Votre travail:
- 1) Dans l'article sur Michel Polnareff, à quel moment l'auteur l'a-t-il rencontré pour la première et unique fois ?
- 2) Rédigez la suite de l'article sur Michel Polnareff à partir de sa dernière phrase.

Extrait du document:
────────────────────────────────────────
BACKSTAGE ( fin 89 ?? )

Près de 25 ans après Love Me, Please Love Me, il chante le Kama-Sutra.

Beatnik, yéyé, star hexagonale excentrique, roi des fourmis, Michel Polnareff a tout connu : les années de bohème, la gloire, l’exil, la traversée du désert. Il revient aujourd’hui, intact ou presque.

La première et unique fois que j’ai rencontré Michel Polnareff, un après-midi de l’été 1985, une espèce de volatile couleur charbon, affublé d’un bec dangereusement effilé, ponctuait chacune de ses phrases en glapissant d’une horrible voix nasillarde : « Micheeeel ! Micheeeeel ! ». L’attachée de presse, empressée, m’a expliqué qu’il s’agissait d’un mainate, un genre de perroquet qui a fait des études, et qu’il était devenu l’inséparable compagnon de l’artiste.

Sur le coup ça ne m’a pas étonné. C’était un peu comme ça que j’imaginais le créateur de la PIPELETTE : un drôle d’oiseau plutôt doué, mais un tantinet radoteur. Après tout, n’a-t-il pas lui-même déclaré tout faraud : « A mes débuts j’avais vingt d’avance, je faisais figure de novateur, parce que personne ne connaissait la musique américaine. En réalité, je n’étais qu’un copieur. Aujourd’hui, je conserve encore dix bonnes longueurs d’avance sur tout le monde… »

L’une des grandes qualités de Michel Polnareff, quoi qu’ils en pensent, lui et son fichu mainate, c’est d’avoir été la seule vraie star hexagonale réellement excentrique ( Gainsbourg mis à part, c’est un intello). Je veux dire, pas seulement en représentation, comme un vulgaire Hector, mais jusque dans l’intimité de sa salle de bains.

Imaginez ce type au physique de Françoise Sagan attifée comme un Rolling Stone au saut du lit, en train de faire pétarader sa moto dans les couloirs de son hôtel particulier de Neuilly, ne donne qu’une vague idée du décalage que représentait le personnage de Polnareff dans la chanson française du début des années 70.

Un mélange de dandysme narquois et de gaminerie candide. Prenez la fameuse affiche de l’Olympia 72. Montrer son cul à tous les passants, comme dans la rengaine pour cour de récré, était, après tout, à la portée du premier bizuth frondeur ayant réussi à tromper la vigilance des ouvreuses d’O’ Calcutta.

Mais poser suavement en chapeau à cerises et nuisette de dentelle, voilà qui témoignait d’un esprit de provocation hautement sophistiqué.

Pourtant, seul le popotin de Popol fit du potin : l’outrageux fut condamné, réprimande bêtement scolaire, à payer six mille amendes de dix francs, ce qui lui coûta la peau…des fesses.
────────────────────────────────────────
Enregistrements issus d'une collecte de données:
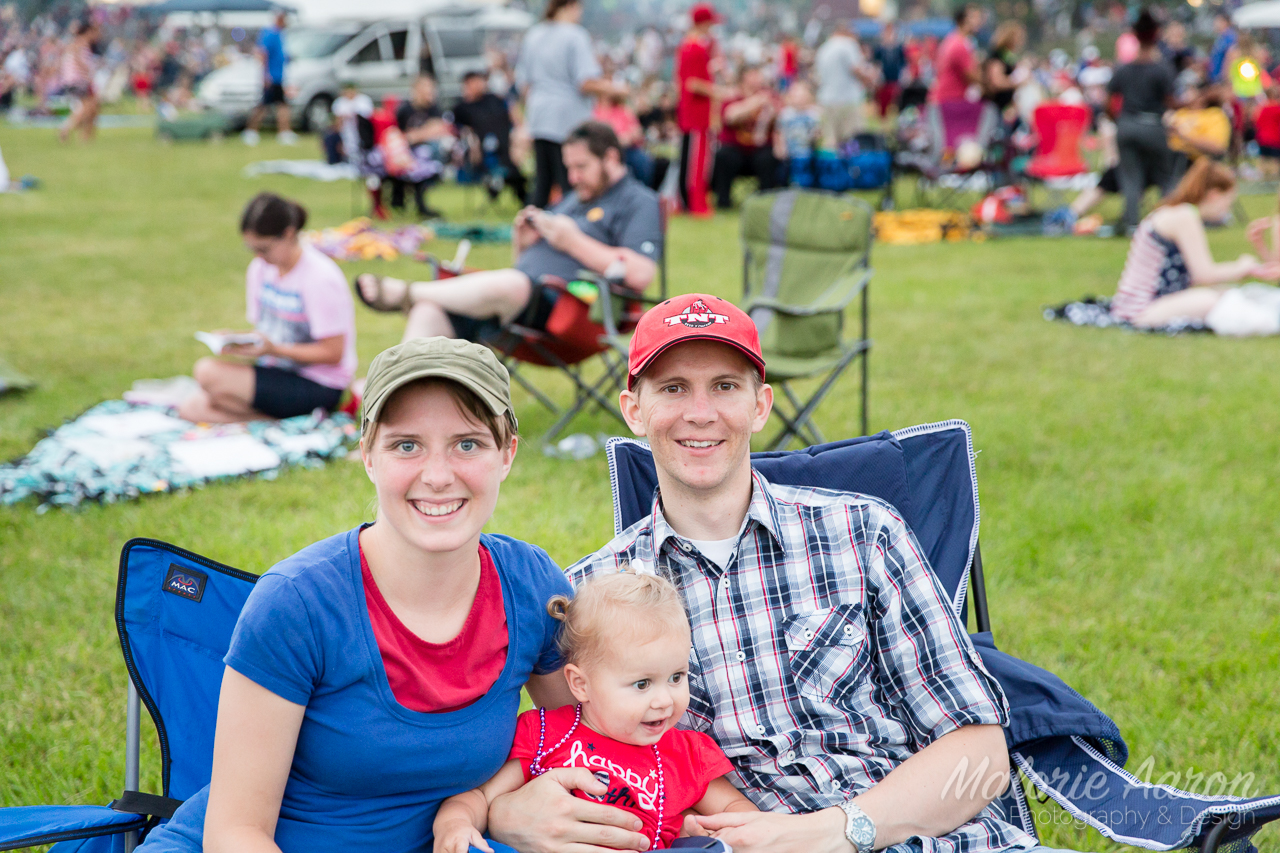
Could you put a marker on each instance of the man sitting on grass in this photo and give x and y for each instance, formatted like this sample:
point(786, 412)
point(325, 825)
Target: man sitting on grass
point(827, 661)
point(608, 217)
────────────────────────────────────────
Corrigé:
- 1) Un après-midi de l'été 1985.

- 2)
Dix ans avant la chute des reins de Myriam -J’enlève le bas…

Musicalement, même problème. Même mixture déconcertante de virtuosité matoise et de crudité un peu plate. L’AMOUR AVEC TOI (en anglais Let’s spend the night together, Voulez-vous coucher avec moâ, etc…) au texte aussi érotique qu’une émission philatélique de Jacqueline Caurat, ne choqua, par devoir, que le digne Wladimir d’Ormesson, président du conseil d’administration de l’ORTF. Et encore : la diffusion de l’œuvre torride ne fut prudemment déconseillée qu’avant dix heures du soir.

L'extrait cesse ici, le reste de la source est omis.